GOAL: Render every line of the rows below as a JSON list of strings, one string per line, leaving out blank lines.

AVAILABLE RECORDS:
--- begin ---
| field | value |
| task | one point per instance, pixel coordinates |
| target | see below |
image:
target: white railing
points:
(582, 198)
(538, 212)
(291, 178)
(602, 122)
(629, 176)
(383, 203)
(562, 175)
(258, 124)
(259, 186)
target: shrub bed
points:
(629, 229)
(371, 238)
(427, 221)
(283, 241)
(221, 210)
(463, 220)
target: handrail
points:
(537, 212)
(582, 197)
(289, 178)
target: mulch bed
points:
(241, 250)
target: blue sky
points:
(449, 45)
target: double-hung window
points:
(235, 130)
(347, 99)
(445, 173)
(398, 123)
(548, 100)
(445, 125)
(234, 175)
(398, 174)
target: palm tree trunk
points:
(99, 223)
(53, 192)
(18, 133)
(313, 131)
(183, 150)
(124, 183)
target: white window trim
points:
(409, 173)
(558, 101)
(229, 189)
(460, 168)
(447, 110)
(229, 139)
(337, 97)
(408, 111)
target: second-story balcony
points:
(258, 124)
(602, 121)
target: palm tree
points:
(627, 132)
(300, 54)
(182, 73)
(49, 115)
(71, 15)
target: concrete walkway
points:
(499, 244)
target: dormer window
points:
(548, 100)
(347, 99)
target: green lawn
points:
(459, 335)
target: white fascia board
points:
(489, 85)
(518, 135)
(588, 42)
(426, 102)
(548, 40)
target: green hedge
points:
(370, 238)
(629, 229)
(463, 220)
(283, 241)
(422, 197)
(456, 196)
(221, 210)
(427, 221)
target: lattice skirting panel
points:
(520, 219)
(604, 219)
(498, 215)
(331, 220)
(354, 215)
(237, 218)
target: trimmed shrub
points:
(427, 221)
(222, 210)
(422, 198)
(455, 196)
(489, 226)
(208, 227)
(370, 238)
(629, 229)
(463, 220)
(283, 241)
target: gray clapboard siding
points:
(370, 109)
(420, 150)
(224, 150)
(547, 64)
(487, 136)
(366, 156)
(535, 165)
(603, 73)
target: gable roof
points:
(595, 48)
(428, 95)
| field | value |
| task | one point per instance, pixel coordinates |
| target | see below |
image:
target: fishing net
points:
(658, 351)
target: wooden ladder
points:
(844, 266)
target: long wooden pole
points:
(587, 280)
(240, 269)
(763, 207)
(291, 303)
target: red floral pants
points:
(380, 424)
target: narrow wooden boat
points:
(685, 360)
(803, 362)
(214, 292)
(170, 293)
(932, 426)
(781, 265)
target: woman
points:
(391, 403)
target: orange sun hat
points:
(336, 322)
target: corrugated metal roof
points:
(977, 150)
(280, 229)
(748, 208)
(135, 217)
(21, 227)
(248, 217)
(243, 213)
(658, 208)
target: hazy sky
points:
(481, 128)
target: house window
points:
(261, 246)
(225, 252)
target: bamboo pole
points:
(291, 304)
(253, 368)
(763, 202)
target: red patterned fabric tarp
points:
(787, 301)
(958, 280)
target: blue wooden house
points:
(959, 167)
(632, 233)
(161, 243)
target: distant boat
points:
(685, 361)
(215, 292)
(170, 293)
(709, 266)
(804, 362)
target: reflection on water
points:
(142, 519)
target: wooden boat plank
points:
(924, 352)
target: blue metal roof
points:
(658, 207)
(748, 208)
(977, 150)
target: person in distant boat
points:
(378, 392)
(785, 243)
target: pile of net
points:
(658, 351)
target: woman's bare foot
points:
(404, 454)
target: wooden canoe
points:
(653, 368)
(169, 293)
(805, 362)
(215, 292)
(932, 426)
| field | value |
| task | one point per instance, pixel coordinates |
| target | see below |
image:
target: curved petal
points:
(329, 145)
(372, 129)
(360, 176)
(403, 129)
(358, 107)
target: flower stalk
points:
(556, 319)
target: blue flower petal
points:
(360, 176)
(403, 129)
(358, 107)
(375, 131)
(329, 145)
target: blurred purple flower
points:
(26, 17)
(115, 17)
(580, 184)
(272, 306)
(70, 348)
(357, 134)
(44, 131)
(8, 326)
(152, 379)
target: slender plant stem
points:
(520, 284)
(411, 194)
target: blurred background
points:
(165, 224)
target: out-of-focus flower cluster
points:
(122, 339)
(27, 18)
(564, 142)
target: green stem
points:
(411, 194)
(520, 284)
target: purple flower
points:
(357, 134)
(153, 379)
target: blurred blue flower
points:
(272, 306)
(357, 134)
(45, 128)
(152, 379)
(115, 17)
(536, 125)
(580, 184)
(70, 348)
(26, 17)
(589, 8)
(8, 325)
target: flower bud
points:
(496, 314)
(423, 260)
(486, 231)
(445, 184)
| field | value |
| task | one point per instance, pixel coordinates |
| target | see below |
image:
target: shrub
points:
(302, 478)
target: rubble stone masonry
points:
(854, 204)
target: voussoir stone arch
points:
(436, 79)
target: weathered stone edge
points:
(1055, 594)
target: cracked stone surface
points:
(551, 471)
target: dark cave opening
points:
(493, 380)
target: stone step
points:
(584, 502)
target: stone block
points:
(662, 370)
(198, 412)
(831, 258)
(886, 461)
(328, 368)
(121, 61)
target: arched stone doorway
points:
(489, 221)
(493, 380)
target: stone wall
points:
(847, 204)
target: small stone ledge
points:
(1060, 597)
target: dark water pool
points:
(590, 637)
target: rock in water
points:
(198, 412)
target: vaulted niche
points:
--- end ---
TASK OUTPUT:
[
  "| field | value |",
  "| task | one point per instance, pixel coordinates |",
  "| target | see below |",
  "image:",
  "target: white railing",
  "points:",
  "(582, 198)",
  "(538, 212)",
  "(291, 178)",
  "(602, 122)",
  "(629, 176)",
  "(383, 203)",
  "(562, 175)",
  "(258, 124)",
  "(259, 186)",
  "target: shrub bed",
  "points:",
  "(629, 229)",
  "(371, 238)",
  "(427, 221)",
  "(283, 241)",
  "(221, 210)",
  "(463, 220)",
  "target: handrail",
  "points:",
  "(537, 212)",
  "(582, 197)",
  "(289, 178)",
  "target: mulch bed",
  "points:",
  "(241, 250)",
  "target: blue sky",
  "points:",
  "(449, 45)",
  "target: double-hung window",
  "points:",
  "(235, 130)",
  "(347, 99)",
  "(445, 173)",
  "(398, 123)",
  "(548, 100)",
  "(445, 125)",
  "(234, 175)",
  "(398, 174)",
  "target: palm tree trunk",
  "points:",
  "(99, 223)",
  "(53, 192)",
  "(18, 133)",
  "(313, 131)",
  "(183, 150)",
  "(124, 183)",
  "target: white window trim",
  "points:",
  "(409, 173)",
  "(558, 101)",
  "(229, 189)",
  "(460, 168)",
  "(447, 110)",
  "(229, 139)",
  "(337, 97)",
  "(408, 111)",
  "target: second-story balcony",
  "points:",
  "(258, 124)",
  "(602, 121)",
  "target: palm tree",
  "points:",
  "(627, 132)",
  "(300, 54)",
  "(182, 73)",
  "(49, 115)",
  "(71, 15)",
  "target: concrete walkway",
  "points:",
  "(499, 244)",
  "target: dormer window",
  "points:",
  "(548, 100)",
  "(347, 99)",
  "target: green lawn",
  "points:",
  "(459, 335)",
  "target: white fascia board",
  "points:",
  "(489, 85)",
  "(518, 135)",
  "(588, 42)",
  "(426, 102)",
  "(548, 40)",
  "target: green hedge",
  "points:",
  "(370, 238)",
  "(629, 229)",
  "(463, 220)",
  "(283, 241)",
  "(422, 197)",
  "(456, 196)",
  "(221, 210)",
  "(427, 221)",
  "target: lattice skirting panel",
  "points:",
  "(520, 219)",
  "(604, 219)",
  "(498, 215)",
  "(331, 220)",
  "(354, 215)",
  "(237, 218)",
  "target: trimmed shrub",
  "points:",
  "(427, 221)",
  "(222, 210)",
  "(422, 198)",
  "(455, 196)",
  "(489, 226)",
  "(208, 227)",
  "(370, 238)",
  "(629, 229)",
  "(463, 220)",
  "(283, 241)",
  "target: gray clapboard siding",
  "points:",
  "(370, 109)",
  "(420, 150)",
  "(224, 150)",
  "(547, 64)",
  "(487, 136)",
  "(366, 156)",
  "(535, 165)",
  "(603, 73)",
  "target: gable roof",
  "points:",
  "(595, 48)",
  "(428, 95)",
  "| field | value |",
  "| task | one point per instance, pixel coordinates |",
  "| target | see below |",
  "image:",
  "target: fishing net",
  "points:",
  "(658, 351)",
  "target: wooden ladder",
  "points:",
  "(844, 266)",
  "target: long wooden pole",
  "points:",
  "(587, 280)",
  "(240, 269)",
  "(763, 207)",
  "(291, 303)",
  "target: red floral pants",
  "points:",
  "(380, 424)",
  "target: narrow wooden boat",
  "points:",
  "(685, 360)",
  "(803, 362)",
  "(214, 292)",
  "(170, 293)",
  "(932, 426)",
  "(781, 265)",
  "target: woman",
  "points:",
  "(391, 403)",
  "target: orange sun hat",
  "points:",
  "(336, 322)",
  "target: corrugated metal roof",
  "points:",
  "(977, 150)",
  "(280, 229)",
  "(748, 208)",
  "(135, 217)",
  "(21, 227)",
  "(248, 217)",
  "(243, 213)",
  "(658, 208)",
  "target: hazy sky",
  "points:",
  "(481, 128)",
  "target: house window",
  "points:",
  "(261, 246)",
  "(225, 252)",
  "target: bamboo pole",
  "points:",
  "(291, 304)",
  "(253, 368)",
  "(763, 202)",
  "target: red patterned fabric tarp",
  "points:",
  "(787, 301)",
  "(958, 280)",
  "target: blue wooden house",
  "points:",
  "(959, 167)",
  "(632, 233)",
  "(161, 243)",
  "target: distant boat",
  "points:",
  "(685, 361)",
  "(215, 292)",
  "(170, 293)",
  "(709, 266)",
  "(804, 362)",
  "target: reflection on water",
  "points:",
  "(142, 519)",
  "target: wooden boat plank",
  "points:",
  "(924, 352)",
  "target: blue metal roof",
  "points:",
  "(658, 207)",
  "(748, 208)",
  "(977, 150)",
  "target: person in distant boat",
  "points:",
  "(378, 392)",
  "(785, 243)",
  "target: pile of net",
  "points:",
  "(658, 351)",
  "target: woman's bare foot",
  "points:",
  "(404, 454)",
  "target: wooden canoe",
  "points:",
  "(653, 368)",
  "(169, 293)",
  "(805, 362)",
  "(215, 292)",
  "(932, 426)",
  "| field | value |",
  "| task | one point per instance, pixel coordinates |",
  "| target | see below |",
  "image:",
  "target: curved petal",
  "points:",
  "(329, 145)",
  "(372, 129)",
  "(360, 176)",
  "(403, 129)",
  "(358, 107)",
  "target: flower stalk",
  "points:",
  "(556, 319)",
  "target: blue flower petal",
  "points:",
  "(360, 176)",
  "(403, 129)",
  "(358, 107)",
  "(375, 131)",
  "(329, 145)",
  "target: blurred purple flower",
  "points:",
  "(26, 17)",
  "(115, 17)",
  "(580, 184)",
  "(272, 306)",
  "(70, 348)",
  "(357, 134)",
  "(44, 131)",
  "(8, 326)",
  "(152, 379)",
  "target: slender plant stem",
  "points:",
  "(520, 284)",
  "(411, 194)",
  "target: blurred background",
  "points:",
  "(165, 224)",
  "target: out-of-focus flower cluster",
  "points:",
  "(122, 339)",
  "(27, 18)",
  "(564, 142)",
  "target: green stem",
  "points:",
  "(411, 194)",
  "(520, 284)",
  "target: purple flower",
  "points:",
  "(357, 134)",
  "(153, 379)",
  "target: blurred blue flower",
  "points:",
  "(272, 306)",
  "(357, 134)",
  "(45, 128)",
  "(152, 379)",
  "(115, 17)",
  "(536, 125)",
  "(580, 184)",
  "(70, 348)",
  "(26, 17)",
  "(589, 8)",
  "(8, 325)",
  "target: flower bud",
  "points:",
  "(496, 314)",
  "(423, 260)",
  "(486, 231)",
  "(445, 184)",
  "| field | value |",
  "| task | one point per instance, pixel coordinates |",
  "| target | see below |",
  "image:",
  "target: shrub",
  "points:",
  "(302, 478)",
  "target: rubble stone masonry",
  "points:",
  "(854, 204)",
  "target: voussoir stone arch",
  "points:",
  "(436, 79)",
  "target: weathered stone edge",
  "points:",
  "(1055, 594)",
  "target: cracked stone surface",
  "points:",
  "(551, 471)",
  "target: dark cave opening",
  "points:",
  "(493, 380)",
  "target: stone step",
  "points:",
  "(584, 502)",
  "target: stone block",
  "points:",
  "(662, 370)",
  "(198, 412)",
  "(831, 258)",
  "(886, 461)",
  "(328, 368)",
  "(121, 61)",
  "target: arched stone doorway",
  "points:",
  "(489, 221)",
  "(493, 380)",
  "target: stone wall",
  "points:",
  "(847, 204)",
  "target: small stone ledge",
  "points:",
  "(1060, 597)",
  "target: dark water pool",
  "points:",
  "(590, 637)",
  "target: rock in water",
  "points:",
  "(198, 412)",
  "target: vaulted niche",
  "points:"
]